━━━ AUSZUG ZUM LESEN

Lothar Matthäus, der bislang einzige deutsche Weltfußballer

München - France Football lässt 3-4-3 spielen. Hinten drin steht Lew Jachin, davor eine Dreierkette mit Cafu, Franz Beckenbauer und Paolo Maldini, im Mittelfeld Diego Maradona, Xavi, Lothar Matthäus, Pelé, und vorne wirbeln die Herren Lionel Messi, Ronaldo und Cristiano Ronaldo. Was würde man geben, diese Traum-Elf tatsächlich mal spielen zu sehen!
"France Football" stellt bestes Team der Geschichte auf
Geht natürlich nicht mehr, ist nur eine Gedanken-Spielerei der französischen Fachzeitung "France Football". Weil der von ihr seit 1956 vergebene Ballon d'Or aufgrund der Corona-Pandemie in diesem Jahr nicht vergeben wurde, hat man gemeinsam mit 140 Journalisten aus der ganzen Welt einfach mal die beste Mannschaft der Geschichte aufgestellt.

━━━━━━

* **ZU BEARBEITENDE AUFGABEN**
1 > Beantworte anhand des Textes über die Traum-Elf:
(a) In welcher Formation lässt „France Football“ seine Mannschaft spielen?
(b) Seit welchem Jahr vergibt die Fachzeitung den Ballon d'Or?
(c) Gemeinsam mit wie vielen Journalisten wurde die beste Mannschaft der Geschichte aufgestellt?
2 > Schreib aus dem Text über die Traum-Elf den Abschnitt von „Lothar Matthäus, der“ bis „der Geschichte aufgestellt.“ wortgetreu ab.
Die Datensätze stammen aus einer anderen Quelle als der Text.

━━━ ENTNOMMENES MATERIAL

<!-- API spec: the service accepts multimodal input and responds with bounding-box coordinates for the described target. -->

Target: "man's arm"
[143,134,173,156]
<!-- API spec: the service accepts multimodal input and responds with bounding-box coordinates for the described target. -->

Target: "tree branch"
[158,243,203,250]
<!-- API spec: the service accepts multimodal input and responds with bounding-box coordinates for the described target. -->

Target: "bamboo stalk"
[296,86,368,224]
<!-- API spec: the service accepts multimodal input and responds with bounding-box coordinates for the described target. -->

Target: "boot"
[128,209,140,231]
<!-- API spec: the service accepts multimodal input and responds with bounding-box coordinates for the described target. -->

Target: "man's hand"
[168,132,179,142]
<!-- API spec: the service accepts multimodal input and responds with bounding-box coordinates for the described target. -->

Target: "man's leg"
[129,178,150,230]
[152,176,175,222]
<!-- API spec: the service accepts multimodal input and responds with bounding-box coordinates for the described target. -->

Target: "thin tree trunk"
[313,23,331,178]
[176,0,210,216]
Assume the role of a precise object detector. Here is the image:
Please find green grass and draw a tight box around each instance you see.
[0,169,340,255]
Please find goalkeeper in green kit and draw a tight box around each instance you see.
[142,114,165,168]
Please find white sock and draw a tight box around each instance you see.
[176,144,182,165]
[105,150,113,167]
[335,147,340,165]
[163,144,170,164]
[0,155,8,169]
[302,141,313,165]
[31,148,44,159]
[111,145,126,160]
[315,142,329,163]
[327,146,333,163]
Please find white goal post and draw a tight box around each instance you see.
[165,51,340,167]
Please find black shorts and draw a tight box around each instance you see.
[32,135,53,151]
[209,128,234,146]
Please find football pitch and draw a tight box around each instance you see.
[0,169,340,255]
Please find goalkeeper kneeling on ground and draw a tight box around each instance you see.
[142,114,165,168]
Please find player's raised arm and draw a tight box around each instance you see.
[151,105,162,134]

━━━━━━

* **ANTWORTEN JE AUFGABE**
1 >
(a) 3-4-3
(b) Seit 1956
(c) Mit 140 Journalisten aus der ganzen Welt

2 >
Lothar Matthäus, der bislang einzige deutsche Weltfußballer

München - France Football lässt 3-4-3 spielen. Hinten drin steht Lew Jachin, davor eine Dreierkette mit Cafu, Franz Beckenbauer und Paolo Maldini, im Mittelfeld Diego Maradona, Xavi, Lothar Matthäus, Pelé, und vorne wirbeln die Herren Lionel Messi, Ronaldo und Cristiano Ronaldo. Was würde man geben, diese Traum-Elf tatsächlich mal spielen zu sehen!
"France Football" stellt bestes Team der Geschichte auf
Geht natürlich nicht mehr, ist nur eine Gedanken-Spielerei der französischen Fachzeitung "France Football". Weil der von ihr seit 1956 vergebene Ballon d'Or aufgrund der Corona-Pandemie in diesem Jahr nicht vergeben wurde, hat man gemeinsam mit 140 Journalisten aus der ganzen Welt einfach mal die beste Mannschaft der Geschichte aufgestellt.